PáGINA 3
Te amarás
Por Michel Houellebecq
No me gusto. Apenas siento algo de simpatía por mí; y poco y nada de respeto. Es más: no estoy demasiado interesado en mí. Cuando era adolescente, y luego, cuando era un hombre joven, estaba completamente satisfecho conmigo; ya no. La mera idea de contar una anécdota personal me sumerge en un aburrimiento rayano en la catalepsia. Cuando no me queda otra opción que contarla, miento.
Paradójicamente, nunca me arrepentí de reproducirme. Incluso se podría decir que amo a mi hijo, y que lo amo más cada vez que reconozco en él los rastros de mis propios defectos. Los veo desplegarse con un determinismo implacable, y me regocijo. Me regocijo sin ninguna modestia al ver repetidas, incluso vueltas permanentes, características personales que carecen de toda peculiaridad rescatable, características por lo general dignas de piedad, cuyo único mérito es ser mías. Es más: ni siquiera son exactamente mías; soy consciente que provienen directamente de ese soberano conchudo: mi padre. Pero nada de eso quita la felicidad que siento. Y esta felicidad es más que mero egoísmo: es más profundo, más indisputable.

++++++++

** EJERCICIOS PROPUESTOS **
**a.** Reproduce literalmente el pasaje del fragmento que comienza con "Paradójicamente, nunca me" y continúa hasta "profundo, más indisputable.", inclusive.
**b.** Responde según el fragmento:
(i) ¿Qué hace quien narra cuando no le queda otra opción que contar una anécdota personal?
(ii) ¿Cómo se sentía consigo mismo cuando era adolescente?
(iii) ¿De quién provienen directamente las características que reconoce en su hijo?

** BLOQUE DE DATOS **

++++++++

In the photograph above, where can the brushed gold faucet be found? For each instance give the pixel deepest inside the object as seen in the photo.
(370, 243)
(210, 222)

++++++++

** RESULTADOS OBTENIDOS **
**a.**
Paradójicamente, nunca me arrepentí de reproducirme. Incluso se podría decir que amo a mi hijo, y que lo amo más cada vez que reconozco en él los rastros de mis propios defectos. Los veo desplegarse con un determinismo implacable, y me regocijo. Me regocijo sin ninguna modestia al ver repetidas, incluso vueltas permanentes, características personales que carecen de toda peculiaridad rescatable, características por lo general dignas de piedad, cuyo único mérito es ser mías. Es más: ni siquiera son exactamente mías; soy consciente que provienen directamente de ese soberano conchudo: mi padre. Pero nada de eso quita la felicidad que siento. Y esta felicidad es más que mero egoísmo: es más profundo, más indisputable.

**b.**
(i) Miente.
(ii) Estaba completamente satisfecho consigo mismo.
(iii) Provienen directamente de su padre.